Hace ya tiempo que ha dejado de ser un secreto que la opción de Felipe González al nombrar a Barrionuevo para la cartera de Interior respondía a una clara y personal opción de la política que desde este departamento se iba a desarrollar en el futuro. Lo confirmaba en febrero de 1985 -"...el más constante factor de impulso quizá sea el problema del incremento de seguridad o de la lucha contra la inseguridad..."-, y lo reiteraba en junio de 1986, en plena campaña electoral: "Si tuviera que confesar claramente cuáles son mis propósitos respecto del futuro, tendría que decir también claramente que reforzar la seguridad, y de eso no quiero que haya ninguna duda". El problema surge al tratar de establecer qué significa y en qué se concreta esa "lucha contra la inseguridad" como motor de una política.

MATERIAL PROPORCIONADO:
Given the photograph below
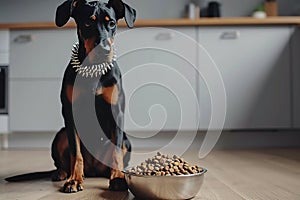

EJERCICIOS:
1. Resume en forma de lista el párrafo del texto que empieza con "Hace ya tiempo que ha dejado de ser un secreto", conservando sus datos principales.
2. Según el texto, ¿cuándo reiteró Felipe González su propósito de reforzar la seguridad?
3. Prosigue el texto sobre la política de Interior de Barrionuevo a partir del punto en que termina.

RESPUESTAS POR TAREA:
1.
- Felipe González nombró a Barrionuevo para la cartera de Interior como una opción clara y personal sobre la política que se desarrollaría desde ese departamento.
- En febrero de 1985 lo confirmó al señalar el incremento de seguridad, o la lucha contra la inseguridad, como el factor de impulso más constante.
- En junio de 1986, en plena campaña electoral, reiteró que su propósito para el futuro era reforzar la seguridad.
- El problema está en establecer qué significa y en qué se concreta esa "lucha contra la inseguridad" como motor de una política.

2. En junio de 1986, en plena campaña electoral.

3.
Obviando que las afirmaciones de Felipe González fueron hechas en pleno debate entre seguridad frente a libertad -lo que ya despeja ciertas dudas-, es obligado resaltar que luchar por la seguridad de los ciudadanos debe ser un objetivo fundamental de todo Gobierno progresista, tal y como exige la propia Constitución al declarar en su preámbulo que la seguridad, en cuanto expresión de la convivencia democrática conforme a un orden económico y social justo, es un principio constitutivo de nuestro Estado democrático. Los hechos no confirman que Felipe González se refiriese como motor de su política a esa seguridad constitucionalmente definida, sino más bien a la lucha contra la inseguridad que representan los actos de aquellos que individual o colectivamente procuran no ya simplemente sobrevivir, sino el no quedar definitivamente relegados por un orden económico y social progresivamente injusto.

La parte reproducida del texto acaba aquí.